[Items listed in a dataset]

+++

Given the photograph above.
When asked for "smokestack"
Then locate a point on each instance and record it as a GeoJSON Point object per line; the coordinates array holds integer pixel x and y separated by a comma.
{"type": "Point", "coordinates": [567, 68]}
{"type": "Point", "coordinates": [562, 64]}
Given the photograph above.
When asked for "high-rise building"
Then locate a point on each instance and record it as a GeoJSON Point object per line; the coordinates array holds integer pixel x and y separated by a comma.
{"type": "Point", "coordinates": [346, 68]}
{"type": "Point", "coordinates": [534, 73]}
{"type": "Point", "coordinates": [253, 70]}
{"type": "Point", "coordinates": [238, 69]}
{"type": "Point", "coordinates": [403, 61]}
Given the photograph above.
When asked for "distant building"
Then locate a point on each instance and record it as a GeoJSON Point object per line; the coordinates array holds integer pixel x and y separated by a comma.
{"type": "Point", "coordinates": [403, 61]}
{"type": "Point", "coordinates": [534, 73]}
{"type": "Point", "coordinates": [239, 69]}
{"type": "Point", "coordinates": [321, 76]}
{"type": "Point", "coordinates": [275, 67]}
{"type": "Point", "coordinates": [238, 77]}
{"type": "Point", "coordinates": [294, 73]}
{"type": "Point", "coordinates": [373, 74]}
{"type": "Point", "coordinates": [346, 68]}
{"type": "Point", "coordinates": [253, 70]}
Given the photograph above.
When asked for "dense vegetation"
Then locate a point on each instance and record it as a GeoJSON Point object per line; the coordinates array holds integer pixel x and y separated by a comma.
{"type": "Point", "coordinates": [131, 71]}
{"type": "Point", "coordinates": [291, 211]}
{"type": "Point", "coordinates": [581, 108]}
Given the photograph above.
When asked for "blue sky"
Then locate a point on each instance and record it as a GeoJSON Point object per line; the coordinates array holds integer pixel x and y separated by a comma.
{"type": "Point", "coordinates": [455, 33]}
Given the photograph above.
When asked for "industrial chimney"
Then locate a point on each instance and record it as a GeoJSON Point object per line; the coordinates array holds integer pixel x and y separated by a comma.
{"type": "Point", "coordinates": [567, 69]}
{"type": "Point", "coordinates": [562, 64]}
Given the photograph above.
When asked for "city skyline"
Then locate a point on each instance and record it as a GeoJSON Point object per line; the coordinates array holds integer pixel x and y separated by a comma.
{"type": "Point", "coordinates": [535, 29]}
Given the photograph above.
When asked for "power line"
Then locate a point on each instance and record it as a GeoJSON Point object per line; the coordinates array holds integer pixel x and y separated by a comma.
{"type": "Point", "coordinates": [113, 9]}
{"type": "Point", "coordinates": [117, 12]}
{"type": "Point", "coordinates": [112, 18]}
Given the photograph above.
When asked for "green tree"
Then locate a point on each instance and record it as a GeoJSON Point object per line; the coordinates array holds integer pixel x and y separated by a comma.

+++

When a line contains the string "asked", copy it from the records.

When asked for "smokestack"
When asked for "high-rise building"
When asked for "distant building"
When asked for "dense vegetation"
When asked for "blue sky"
When asked for "industrial chimney"
When asked for "city skyline"
When asked for "power line"
When asked for "green tree"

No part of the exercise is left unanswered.